THE PROBLEM
The copy you return must begin at the line containing "Please drop a marker on every instance of the blue" and end at the final line of the listing below, with every picture left out.
□ □ □ □ □
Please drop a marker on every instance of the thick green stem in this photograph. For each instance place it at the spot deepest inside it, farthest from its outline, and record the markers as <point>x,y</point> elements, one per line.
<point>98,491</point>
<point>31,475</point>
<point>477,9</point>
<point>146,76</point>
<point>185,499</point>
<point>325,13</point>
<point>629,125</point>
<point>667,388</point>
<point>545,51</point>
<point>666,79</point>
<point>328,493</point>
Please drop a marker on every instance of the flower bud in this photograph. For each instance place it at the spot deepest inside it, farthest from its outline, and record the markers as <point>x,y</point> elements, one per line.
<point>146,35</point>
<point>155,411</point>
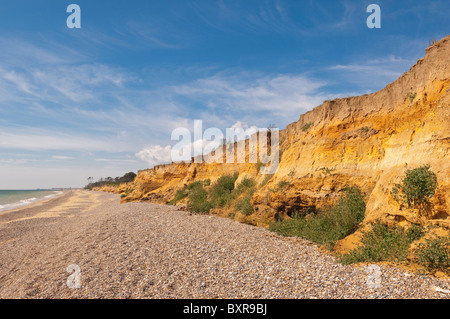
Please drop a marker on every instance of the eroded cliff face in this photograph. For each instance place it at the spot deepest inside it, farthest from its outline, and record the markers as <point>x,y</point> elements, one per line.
<point>365,141</point>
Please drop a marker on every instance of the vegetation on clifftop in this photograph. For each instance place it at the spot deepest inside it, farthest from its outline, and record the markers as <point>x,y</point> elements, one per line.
<point>109,181</point>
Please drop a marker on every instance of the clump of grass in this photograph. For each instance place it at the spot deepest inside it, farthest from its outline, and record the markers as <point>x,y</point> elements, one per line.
<point>244,205</point>
<point>248,188</point>
<point>198,198</point>
<point>384,243</point>
<point>265,181</point>
<point>365,129</point>
<point>327,171</point>
<point>281,185</point>
<point>330,225</point>
<point>434,254</point>
<point>221,192</point>
<point>416,189</point>
<point>179,195</point>
<point>306,126</point>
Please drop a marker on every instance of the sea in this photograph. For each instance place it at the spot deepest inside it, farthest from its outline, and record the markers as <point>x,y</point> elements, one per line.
<point>10,199</point>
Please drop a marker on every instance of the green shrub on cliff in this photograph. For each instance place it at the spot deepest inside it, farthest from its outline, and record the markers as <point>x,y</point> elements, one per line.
<point>221,192</point>
<point>329,225</point>
<point>416,189</point>
<point>434,254</point>
<point>384,243</point>
<point>198,198</point>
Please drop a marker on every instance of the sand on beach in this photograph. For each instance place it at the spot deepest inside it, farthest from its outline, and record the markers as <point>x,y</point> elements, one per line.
<point>86,245</point>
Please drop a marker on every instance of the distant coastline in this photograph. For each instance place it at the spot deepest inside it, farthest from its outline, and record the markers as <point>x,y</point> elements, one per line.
<point>13,199</point>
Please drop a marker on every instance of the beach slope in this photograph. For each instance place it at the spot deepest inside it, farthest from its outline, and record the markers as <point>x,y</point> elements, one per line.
<point>144,250</point>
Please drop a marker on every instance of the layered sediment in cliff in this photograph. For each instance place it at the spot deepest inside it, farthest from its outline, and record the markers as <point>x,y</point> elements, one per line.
<point>365,141</point>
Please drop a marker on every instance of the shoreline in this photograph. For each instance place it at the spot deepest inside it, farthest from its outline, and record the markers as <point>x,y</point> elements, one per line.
<point>145,250</point>
<point>36,203</point>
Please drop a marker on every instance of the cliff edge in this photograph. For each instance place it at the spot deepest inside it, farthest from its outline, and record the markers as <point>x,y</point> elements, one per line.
<point>367,141</point>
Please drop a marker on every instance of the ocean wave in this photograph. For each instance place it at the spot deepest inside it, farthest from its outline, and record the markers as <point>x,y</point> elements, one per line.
<point>28,201</point>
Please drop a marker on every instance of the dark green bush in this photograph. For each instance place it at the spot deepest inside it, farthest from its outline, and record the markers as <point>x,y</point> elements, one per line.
<point>384,243</point>
<point>434,254</point>
<point>198,199</point>
<point>222,191</point>
<point>417,187</point>
<point>244,205</point>
<point>329,225</point>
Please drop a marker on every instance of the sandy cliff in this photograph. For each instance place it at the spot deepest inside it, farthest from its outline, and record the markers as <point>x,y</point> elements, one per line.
<point>365,141</point>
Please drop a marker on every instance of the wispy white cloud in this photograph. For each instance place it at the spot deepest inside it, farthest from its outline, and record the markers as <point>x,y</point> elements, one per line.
<point>155,154</point>
<point>282,96</point>
<point>36,140</point>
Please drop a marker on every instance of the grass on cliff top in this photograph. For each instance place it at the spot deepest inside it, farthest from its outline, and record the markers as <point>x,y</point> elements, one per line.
<point>329,225</point>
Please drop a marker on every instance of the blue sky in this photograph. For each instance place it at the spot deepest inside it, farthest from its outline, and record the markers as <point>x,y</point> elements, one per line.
<point>104,99</point>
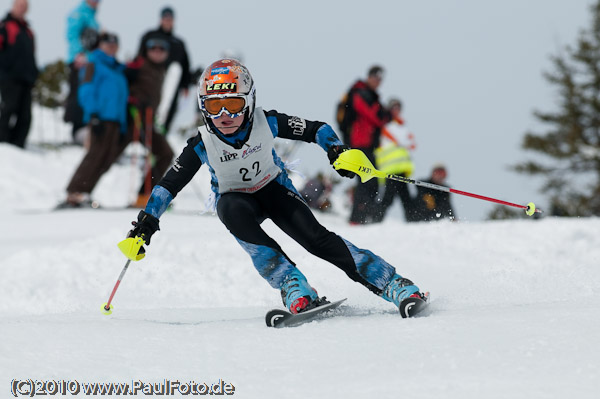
□ □ □ □ □
SOLUTION TO THE EXERCISE
Please drop a marker on every instance of the blue sky in this photograph. For each instance place it at the spot deepest inside it, farthest from its outline, and record the markers as <point>x,y</point> elements, one per line.
<point>104,99</point>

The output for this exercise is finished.